§ PROVIDED MATERIAL
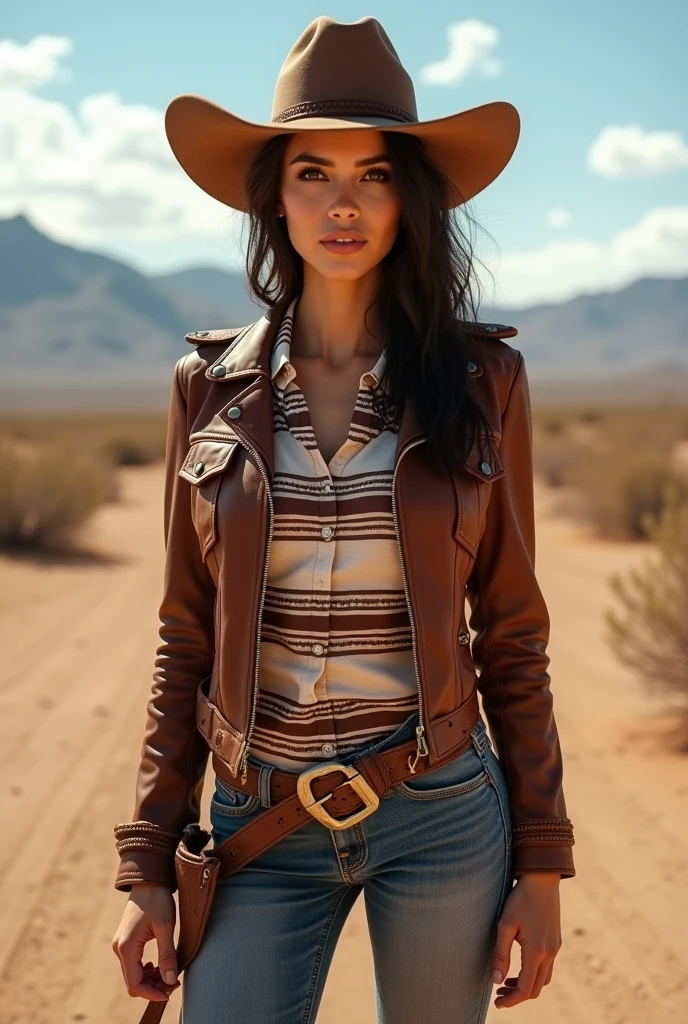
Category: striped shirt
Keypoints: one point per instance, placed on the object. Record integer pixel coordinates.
(336, 667)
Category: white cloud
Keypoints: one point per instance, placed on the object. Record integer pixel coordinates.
(33, 65)
(655, 246)
(558, 217)
(102, 174)
(471, 44)
(628, 151)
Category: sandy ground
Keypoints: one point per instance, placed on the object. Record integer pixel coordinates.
(78, 640)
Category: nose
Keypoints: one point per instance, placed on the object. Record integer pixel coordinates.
(343, 208)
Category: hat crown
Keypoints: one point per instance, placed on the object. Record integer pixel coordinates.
(338, 69)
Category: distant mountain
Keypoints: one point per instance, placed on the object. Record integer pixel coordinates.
(219, 288)
(643, 327)
(71, 318)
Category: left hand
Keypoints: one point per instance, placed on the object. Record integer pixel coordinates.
(531, 915)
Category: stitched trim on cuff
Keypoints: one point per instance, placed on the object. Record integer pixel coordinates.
(145, 836)
(548, 830)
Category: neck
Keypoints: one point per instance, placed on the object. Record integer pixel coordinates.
(329, 320)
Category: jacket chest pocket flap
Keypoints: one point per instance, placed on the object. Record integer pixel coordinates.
(480, 469)
(204, 466)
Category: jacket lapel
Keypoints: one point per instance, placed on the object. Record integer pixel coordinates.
(249, 356)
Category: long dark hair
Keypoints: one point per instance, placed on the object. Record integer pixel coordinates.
(427, 288)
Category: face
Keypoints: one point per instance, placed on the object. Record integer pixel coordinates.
(339, 184)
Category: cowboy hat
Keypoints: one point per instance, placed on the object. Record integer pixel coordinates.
(344, 76)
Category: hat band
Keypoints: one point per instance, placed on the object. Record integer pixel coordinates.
(343, 108)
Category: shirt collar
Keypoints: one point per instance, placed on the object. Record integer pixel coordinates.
(282, 371)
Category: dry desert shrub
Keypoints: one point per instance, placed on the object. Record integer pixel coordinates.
(649, 632)
(622, 486)
(47, 491)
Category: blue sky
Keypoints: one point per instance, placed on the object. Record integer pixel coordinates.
(595, 196)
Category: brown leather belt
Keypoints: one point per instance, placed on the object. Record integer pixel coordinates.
(338, 796)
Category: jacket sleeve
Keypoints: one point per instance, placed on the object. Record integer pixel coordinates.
(511, 623)
(173, 754)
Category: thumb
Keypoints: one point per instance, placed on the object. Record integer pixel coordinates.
(499, 962)
(167, 957)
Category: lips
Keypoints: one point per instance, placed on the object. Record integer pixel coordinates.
(343, 242)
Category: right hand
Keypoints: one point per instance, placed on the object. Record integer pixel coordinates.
(149, 913)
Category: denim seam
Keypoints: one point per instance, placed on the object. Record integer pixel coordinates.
(339, 898)
(505, 892)
(449, 791)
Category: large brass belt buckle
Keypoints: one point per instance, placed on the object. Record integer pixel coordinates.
(353, 778)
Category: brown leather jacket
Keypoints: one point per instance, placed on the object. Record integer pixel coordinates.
(471, 536)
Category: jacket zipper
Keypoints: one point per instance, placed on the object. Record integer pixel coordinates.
(244, 754)
(421, 744)
(244, 749)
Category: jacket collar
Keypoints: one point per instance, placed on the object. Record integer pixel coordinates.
(249, 355)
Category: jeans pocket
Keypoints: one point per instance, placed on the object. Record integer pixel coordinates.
(463, 774)
(228, 802)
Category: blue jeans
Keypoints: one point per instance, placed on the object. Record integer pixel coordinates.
(434, 863)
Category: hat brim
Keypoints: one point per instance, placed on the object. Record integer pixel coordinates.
(216, 147)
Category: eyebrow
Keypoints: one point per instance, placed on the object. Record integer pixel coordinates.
(310, 159)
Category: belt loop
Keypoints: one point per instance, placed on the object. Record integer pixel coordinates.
(264, 784)
(478, 735)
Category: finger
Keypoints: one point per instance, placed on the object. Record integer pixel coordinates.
(541, 978)
(167, 956)
(139, 980)
(499, 962)
(529, 966)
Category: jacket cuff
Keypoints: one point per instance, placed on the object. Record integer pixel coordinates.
(544, 846)
(146, 855)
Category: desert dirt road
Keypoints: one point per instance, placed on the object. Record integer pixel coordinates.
(78, 641)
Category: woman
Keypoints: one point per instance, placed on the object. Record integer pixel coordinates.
(340, 476)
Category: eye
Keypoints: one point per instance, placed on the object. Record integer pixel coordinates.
(385, 175)
(306, 171)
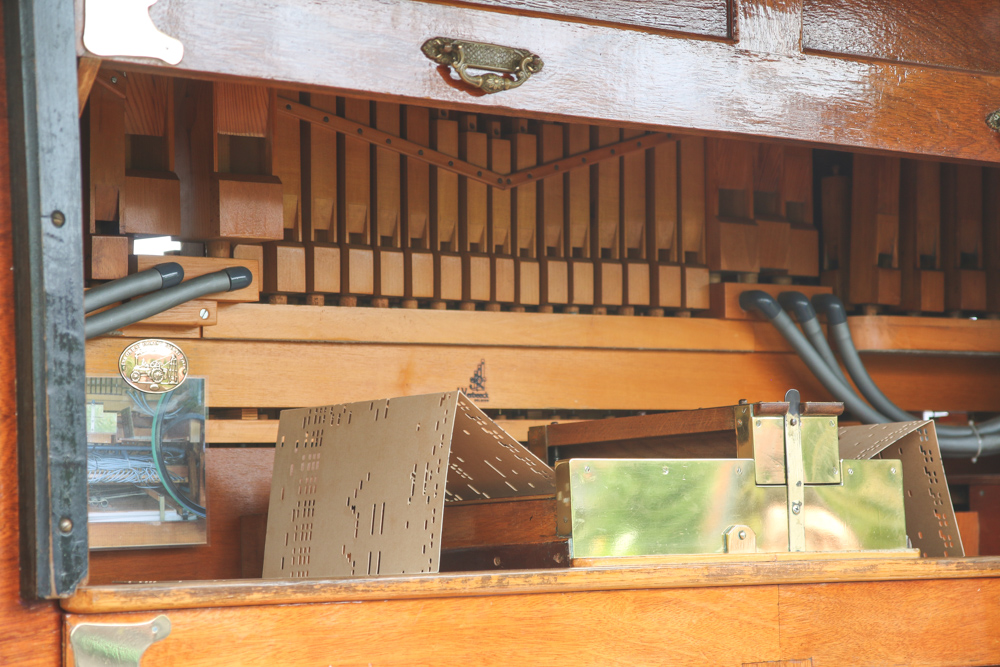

§ INSTRUCTION
Identify every line in the listing above that contains the word "brown" and copy each one.

§ WRITTEN ANSWER
Category: brown leather belt
Category: brown leather jacket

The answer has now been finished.